Look for "Given the photograph above, point out the stone" in the listing below, then copy exactly the line it appears in and all lines after it to the end, and nothing more.

---------- Input rows ----------

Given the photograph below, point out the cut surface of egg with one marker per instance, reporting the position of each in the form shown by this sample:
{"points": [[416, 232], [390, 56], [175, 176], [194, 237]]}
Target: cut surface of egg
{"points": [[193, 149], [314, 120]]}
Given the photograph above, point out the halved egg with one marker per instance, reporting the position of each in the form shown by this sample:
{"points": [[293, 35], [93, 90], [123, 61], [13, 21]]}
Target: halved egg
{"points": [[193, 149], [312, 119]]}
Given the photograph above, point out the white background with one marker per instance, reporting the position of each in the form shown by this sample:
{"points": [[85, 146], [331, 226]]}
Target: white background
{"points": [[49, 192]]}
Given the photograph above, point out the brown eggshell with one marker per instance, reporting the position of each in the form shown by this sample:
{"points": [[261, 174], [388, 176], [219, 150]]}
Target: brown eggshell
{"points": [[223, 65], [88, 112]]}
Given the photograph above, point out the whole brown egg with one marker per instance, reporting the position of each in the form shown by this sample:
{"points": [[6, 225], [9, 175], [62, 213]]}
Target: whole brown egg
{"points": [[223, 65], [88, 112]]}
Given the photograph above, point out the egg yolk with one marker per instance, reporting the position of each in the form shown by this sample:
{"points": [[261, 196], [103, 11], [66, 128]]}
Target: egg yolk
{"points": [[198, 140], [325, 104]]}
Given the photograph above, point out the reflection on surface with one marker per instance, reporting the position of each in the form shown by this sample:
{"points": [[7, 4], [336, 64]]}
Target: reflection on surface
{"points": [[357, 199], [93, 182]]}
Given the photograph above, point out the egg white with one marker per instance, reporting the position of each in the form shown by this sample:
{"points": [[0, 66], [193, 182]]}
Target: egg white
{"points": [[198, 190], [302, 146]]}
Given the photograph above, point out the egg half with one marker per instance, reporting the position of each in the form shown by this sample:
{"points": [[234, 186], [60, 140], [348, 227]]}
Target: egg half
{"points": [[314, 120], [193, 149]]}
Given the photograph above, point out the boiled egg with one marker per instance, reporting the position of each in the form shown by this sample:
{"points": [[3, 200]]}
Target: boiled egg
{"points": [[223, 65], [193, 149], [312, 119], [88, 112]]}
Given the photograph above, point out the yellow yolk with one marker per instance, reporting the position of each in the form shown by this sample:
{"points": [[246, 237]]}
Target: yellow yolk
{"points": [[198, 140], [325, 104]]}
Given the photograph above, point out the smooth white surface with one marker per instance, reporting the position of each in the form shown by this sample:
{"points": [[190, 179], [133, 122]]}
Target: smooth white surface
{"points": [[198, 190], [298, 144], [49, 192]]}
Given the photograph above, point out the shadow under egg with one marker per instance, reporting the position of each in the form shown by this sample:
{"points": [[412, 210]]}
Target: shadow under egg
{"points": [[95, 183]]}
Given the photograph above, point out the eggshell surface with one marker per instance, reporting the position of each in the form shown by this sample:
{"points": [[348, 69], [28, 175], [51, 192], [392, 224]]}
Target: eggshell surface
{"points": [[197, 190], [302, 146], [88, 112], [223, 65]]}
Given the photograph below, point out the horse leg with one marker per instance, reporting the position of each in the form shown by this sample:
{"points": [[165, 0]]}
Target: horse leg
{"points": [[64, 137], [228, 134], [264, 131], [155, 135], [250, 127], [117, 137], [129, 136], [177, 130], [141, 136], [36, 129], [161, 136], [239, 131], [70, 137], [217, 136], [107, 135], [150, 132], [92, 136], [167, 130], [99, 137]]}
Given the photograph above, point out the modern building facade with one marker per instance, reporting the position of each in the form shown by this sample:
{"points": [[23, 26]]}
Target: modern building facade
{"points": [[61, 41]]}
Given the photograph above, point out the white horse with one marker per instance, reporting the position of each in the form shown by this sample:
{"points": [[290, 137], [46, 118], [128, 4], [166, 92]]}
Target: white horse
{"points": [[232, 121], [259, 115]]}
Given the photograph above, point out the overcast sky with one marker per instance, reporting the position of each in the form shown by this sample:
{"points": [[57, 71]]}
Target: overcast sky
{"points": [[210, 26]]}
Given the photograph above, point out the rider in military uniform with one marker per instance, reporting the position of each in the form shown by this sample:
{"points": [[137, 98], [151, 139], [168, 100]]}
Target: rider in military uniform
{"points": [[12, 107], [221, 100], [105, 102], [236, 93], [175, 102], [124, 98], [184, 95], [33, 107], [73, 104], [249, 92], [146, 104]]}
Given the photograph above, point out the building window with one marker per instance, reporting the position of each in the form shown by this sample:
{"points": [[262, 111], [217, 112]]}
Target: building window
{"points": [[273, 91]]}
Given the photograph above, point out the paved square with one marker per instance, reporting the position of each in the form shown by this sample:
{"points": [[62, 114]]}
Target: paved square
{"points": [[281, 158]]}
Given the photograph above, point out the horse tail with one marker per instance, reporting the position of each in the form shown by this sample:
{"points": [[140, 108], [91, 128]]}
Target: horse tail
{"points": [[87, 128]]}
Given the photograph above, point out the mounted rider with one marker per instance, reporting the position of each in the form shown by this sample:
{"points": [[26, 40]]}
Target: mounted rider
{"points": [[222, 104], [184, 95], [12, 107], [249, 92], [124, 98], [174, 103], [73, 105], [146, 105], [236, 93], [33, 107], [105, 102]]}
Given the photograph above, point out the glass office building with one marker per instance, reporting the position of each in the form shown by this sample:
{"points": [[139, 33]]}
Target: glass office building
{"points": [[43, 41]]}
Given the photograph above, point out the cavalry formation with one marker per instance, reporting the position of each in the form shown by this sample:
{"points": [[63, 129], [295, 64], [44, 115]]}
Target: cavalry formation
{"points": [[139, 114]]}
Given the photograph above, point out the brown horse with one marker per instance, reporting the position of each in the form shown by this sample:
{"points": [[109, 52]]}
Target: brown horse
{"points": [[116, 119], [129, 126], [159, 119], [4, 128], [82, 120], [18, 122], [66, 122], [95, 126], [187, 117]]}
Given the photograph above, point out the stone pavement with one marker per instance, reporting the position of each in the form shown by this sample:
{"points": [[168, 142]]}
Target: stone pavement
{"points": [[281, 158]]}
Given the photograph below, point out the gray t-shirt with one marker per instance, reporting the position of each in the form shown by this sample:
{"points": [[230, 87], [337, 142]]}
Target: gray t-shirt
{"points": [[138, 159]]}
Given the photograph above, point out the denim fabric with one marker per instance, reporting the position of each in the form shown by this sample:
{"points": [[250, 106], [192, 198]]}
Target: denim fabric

----------

### Reply to the exercise
Given the photograph above, point out the stone pavement with one marker per instance, reporting the position of each in the form shown by this sample:
{"points": [[168, 142]]}
Target: stone pavement
{"points": [[281, 158]]}
Given the photograph below, point out the gray t-shirt with one marker per instance, reporting the position of each in the form shown by this sample:
{"points": [[230, 87], [337, 142]]}
Target: gray t-shirt
{"points": [[138, 159]]}
Given the photograph above, point out the denim fabric with one marker per instance, reporting the position of each in the form shown by this sample:
{"points": [[250, 106], [192, 198]]}
Target: denim fabric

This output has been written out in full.